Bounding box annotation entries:

>>>

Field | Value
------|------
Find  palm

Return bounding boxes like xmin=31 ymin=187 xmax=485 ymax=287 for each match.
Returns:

<<<

Format every line of the listing above as a JSON list of strings, one string per line, skipping blank lines.

WRITTEN ANSWER ▸
[
  "Field | Value",
  "------|------",
  "Find  palm",
  "Return bounding boxes like xmin=31 ymin=187 xmax=485 ymax=287 for each match.",
  "Returns:"
]